Return every item below verbatim, line for line, with no changes.

==========

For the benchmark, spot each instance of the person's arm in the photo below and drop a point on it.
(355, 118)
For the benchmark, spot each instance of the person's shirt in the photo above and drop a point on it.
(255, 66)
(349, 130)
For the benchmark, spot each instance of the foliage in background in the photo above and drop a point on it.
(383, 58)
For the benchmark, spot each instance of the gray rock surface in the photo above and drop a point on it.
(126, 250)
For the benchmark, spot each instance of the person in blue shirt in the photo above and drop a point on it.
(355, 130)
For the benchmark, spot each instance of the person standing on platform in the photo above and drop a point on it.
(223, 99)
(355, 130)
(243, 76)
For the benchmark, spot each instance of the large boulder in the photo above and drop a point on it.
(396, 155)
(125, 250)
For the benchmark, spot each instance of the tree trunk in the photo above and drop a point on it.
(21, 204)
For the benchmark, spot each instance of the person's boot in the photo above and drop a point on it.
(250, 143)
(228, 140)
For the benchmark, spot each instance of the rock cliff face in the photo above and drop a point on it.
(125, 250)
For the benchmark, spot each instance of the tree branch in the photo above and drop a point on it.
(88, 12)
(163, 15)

==========

● **Task solution**:
For the benchmark, spot each instance of the person's arm in the photo below and drop a point on it.
(355, 118)
For the benchmark, spot each instance of the person's shirt in the photo above and drop a point on it.
(255, 66)
(349, 130)
For the benchmark, spot each instance of the foliage in background in the photo above and drop a point on it.
(383, 58)
For the benchmark, spot each instance of the gray rock surface in the photo above and drop a point on it.
(126, 250)
For the benchmark, spot each instance of the person in blue shirt in the photo above and drop a point on it.
(355, 130)
For the benchmark, spot each instance of the person standing on platform in the photo above and drop a point on it.
(223, 99)
(355, 130)
(243, 76)
For the benchmark, spot each instance of the large boulder in the photo above and drop a point on it.
(396, 155)
(125, 250)
For the benchmark, spot each instance of the tree trunk in the photo above and drop a point on it.
(21, 204)
For the benchmark, spot each instance of the person's boot in the photo above and drop a point on it.
(250, 143)
(228, 140)
For the benchmark, spot each instance of the rock cliff face in the photo above and drop a point on it.
(125, 250)
For the benchmark, spot each instance of the tree branch in the photo above and drop a point on it.
(88, 12)
(163, 15)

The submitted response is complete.